SHORT EXERCISE
Reproduce the notebook excerpt on reading the label file and shrinking the images in full, character for character.

Necessary Libraries are pandas, numpy, os, matplotlib and sklearn.

In [1]:
import pandas as pd
import numpy as np
import os
from os import path
import matplotlib.pyplot as plt
import matplotlib.image as mpimg
from sklearn.linear_model import LogisticRegression
from sklearn.model_selection import train_test_split

## Read .csv File 
## Define Directory Name

In [3]:
csv_array = pd.read_csv('./dataset/label.csv')
#csv_array.columns
#csv_array.file_name
#csv_array.label
dir_image = "./dataset/image/"
dir_small_img = "./dataset/small_img/"

if path.exists(dir_small_img) == 'false':
    os.makedirs(dir_small_img)

## Reduce Image Size and Store In Array (Image Pre-processing)

In [5]:
rows, cols = (3000, 16384)             #rows is data set size; cols is width*length (after image size reduction. Here is 128*128)
#imgs = [[0 for i in range(cols)] for j in range(rows)]     #Initialize an array for all reduced images
imgs = np.zeros((rows,cols))

from PIL import Image                 #Import PIL for image size reduction

basewidth = 128                       #Target image width; original width is 512
img = Image.open("/Users/kuiwang/Documents/Applied ML Systems/FinalAssignment/dataset/image/IMAGE_0000.jpg")

EXTRACTED MATERIAL

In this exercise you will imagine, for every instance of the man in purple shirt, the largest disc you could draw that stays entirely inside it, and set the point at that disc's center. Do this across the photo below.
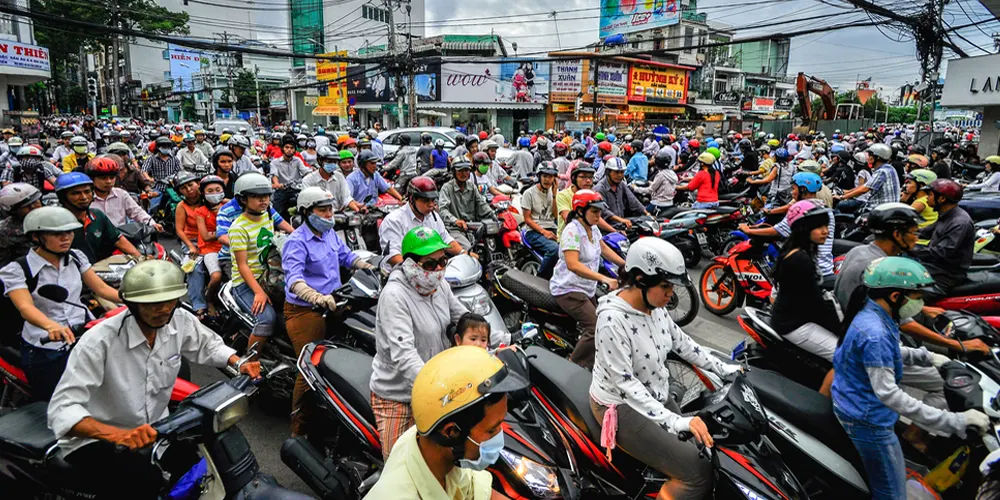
(310, 278)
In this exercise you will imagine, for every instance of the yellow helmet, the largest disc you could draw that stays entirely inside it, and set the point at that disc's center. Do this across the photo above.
(456, 379)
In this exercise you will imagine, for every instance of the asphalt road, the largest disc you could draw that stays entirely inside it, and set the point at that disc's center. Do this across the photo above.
(266, 433)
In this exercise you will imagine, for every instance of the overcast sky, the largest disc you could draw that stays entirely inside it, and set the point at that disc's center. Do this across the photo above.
(836, 56)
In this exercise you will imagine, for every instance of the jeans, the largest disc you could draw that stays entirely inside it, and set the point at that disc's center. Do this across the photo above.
(196, 287)
(549, 250)
(44, 368)
(881, 455)
(264, 326)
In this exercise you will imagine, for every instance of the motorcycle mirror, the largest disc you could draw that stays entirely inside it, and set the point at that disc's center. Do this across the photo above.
(55, 293)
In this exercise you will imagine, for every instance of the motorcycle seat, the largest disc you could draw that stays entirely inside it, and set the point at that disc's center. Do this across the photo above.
(804, 408)
(567, 385)
(531, 289)
(350, 372)
(978, 283)
(25, 432)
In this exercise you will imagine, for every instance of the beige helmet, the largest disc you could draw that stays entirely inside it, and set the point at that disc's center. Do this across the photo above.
(152, 281)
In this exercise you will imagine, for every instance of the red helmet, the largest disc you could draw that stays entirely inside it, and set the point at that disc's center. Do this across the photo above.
(101, 166)
(422, 186)
(586, 198)
(948, 188)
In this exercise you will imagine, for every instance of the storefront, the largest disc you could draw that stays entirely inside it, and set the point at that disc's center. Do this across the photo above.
(974, 83)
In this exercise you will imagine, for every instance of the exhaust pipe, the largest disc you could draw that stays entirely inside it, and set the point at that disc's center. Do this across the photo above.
(325, 478)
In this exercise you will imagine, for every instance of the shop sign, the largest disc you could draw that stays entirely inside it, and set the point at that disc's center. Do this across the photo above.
(727, 98)
(657, 85)
(513, 82)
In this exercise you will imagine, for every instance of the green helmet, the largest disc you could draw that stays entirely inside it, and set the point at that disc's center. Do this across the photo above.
(897, 272)
(422, 241)
(153, 281)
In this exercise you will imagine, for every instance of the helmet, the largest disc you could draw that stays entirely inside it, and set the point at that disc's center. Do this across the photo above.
(586, 198)
(422, 241)
(17, 195)
(897, 272)
(653, 260)
(808, 180)
(153, 281)
(72, 180)
(252, 183)
(805, 211)
(422, 186)
(481, 158)
(888, 217)
(881, 151)
(312, 197)
(944, 187)
(548, 168)
(54, 219)
(810, 166)
(102, 166)
(456, 379)
(183, 178)
(239, 141)
(923, 176)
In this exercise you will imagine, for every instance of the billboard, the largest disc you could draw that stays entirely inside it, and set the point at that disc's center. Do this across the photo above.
(184, 63)
(627, 16)
(522, 82)
(657, 85)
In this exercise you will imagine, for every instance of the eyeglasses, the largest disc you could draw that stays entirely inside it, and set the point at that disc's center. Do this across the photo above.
(434, 264)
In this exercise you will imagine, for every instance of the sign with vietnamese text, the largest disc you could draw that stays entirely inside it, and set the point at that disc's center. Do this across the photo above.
(657, 85)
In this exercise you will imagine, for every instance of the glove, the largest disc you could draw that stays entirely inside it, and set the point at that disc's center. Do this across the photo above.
(976, 419)
(938, 360)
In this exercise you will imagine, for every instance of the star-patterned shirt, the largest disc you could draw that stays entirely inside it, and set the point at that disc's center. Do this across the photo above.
(630, 363)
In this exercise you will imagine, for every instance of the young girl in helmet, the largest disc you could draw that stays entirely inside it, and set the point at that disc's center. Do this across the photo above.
(631, 382)
(575, 277)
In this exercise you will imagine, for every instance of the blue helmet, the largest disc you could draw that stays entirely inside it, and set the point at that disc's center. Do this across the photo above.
(808, 181)
(72, 180)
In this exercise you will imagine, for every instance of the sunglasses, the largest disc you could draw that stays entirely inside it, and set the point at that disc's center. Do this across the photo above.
(434, 264)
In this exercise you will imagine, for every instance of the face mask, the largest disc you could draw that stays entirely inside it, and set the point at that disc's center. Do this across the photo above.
(425, 282)
(320, 224)
(911, 308)
(489, 452)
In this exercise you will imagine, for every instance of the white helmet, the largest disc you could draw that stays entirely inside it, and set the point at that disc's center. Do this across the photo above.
(657, 260)
(17, 195)
(312, 197)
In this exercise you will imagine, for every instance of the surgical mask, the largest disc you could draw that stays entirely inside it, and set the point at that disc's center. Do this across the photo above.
(425, 282)
(911, 308)
(489, 452)
(320, 224)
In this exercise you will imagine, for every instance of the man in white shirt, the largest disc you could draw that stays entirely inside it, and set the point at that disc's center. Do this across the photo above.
(120, 376)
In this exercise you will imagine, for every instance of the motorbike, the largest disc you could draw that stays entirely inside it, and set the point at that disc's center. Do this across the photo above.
(30, 463)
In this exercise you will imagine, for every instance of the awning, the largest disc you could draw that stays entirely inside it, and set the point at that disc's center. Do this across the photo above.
(480, 105)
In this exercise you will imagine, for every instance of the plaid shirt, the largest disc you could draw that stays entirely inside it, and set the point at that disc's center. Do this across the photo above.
(161, 169)
(884, 187)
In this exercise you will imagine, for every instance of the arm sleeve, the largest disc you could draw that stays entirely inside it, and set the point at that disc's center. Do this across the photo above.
(884, 384)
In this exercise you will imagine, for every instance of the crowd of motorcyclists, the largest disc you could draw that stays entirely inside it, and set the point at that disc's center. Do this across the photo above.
(438, 397)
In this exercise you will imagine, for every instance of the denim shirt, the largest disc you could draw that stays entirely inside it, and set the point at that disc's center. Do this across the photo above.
(872, 341)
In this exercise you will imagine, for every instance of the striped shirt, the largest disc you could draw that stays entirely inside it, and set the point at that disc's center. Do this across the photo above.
(251, 237)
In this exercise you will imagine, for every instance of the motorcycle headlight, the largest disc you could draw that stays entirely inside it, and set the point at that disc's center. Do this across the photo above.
(479, 303)
(543, 481)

RESPONSE TO THIS EXERCISE
Necessary Libraries are pandas, numpy, os, matplotlib and sklearn.

In [1]:
import pandas as pd
import numpy as np
import os
from os import path
import matplotlib.pyplot as plt
import matplotlib.image as mpimg
from sklearn.linear_model import LogisticRegression
from sklearn.model_selection import train_test_split

## Read .csv File 
## Define Directory Name

In [3]:
csv_array = pd.read_csv('./dataset/label.csv')
#csv_array.columns
#csv_array.file_name
#csv_array.label
dir_image = "./dataset/image/"
dir_small_img = "./dataset/small_img/"

if path.exists(dir_small_img) == 'false':
    os.makedirs(dir_small_img)

## Reduce Image Size and Store In Array (Image Pre-processing)

In [5]:
rows, cols = (3000, 16384)             #rows is data set size; cols is width*length (after image size reduction. Here is 128*128)
#imgs = [[0 for i in range(cols)] for j in range(rows)]     #Initialize an array for all reduced images
imgs = np.zeros((rows,cols))

from PIL import Image                 #Import PIL for image size reduction

basewidth = 128                       #Target image width; original width is 512
img = Image.open("/Users/kuiwang/Documents/Applied ML Systems/FinalAssignment/dataset/image/IMAGE_0000.jpg")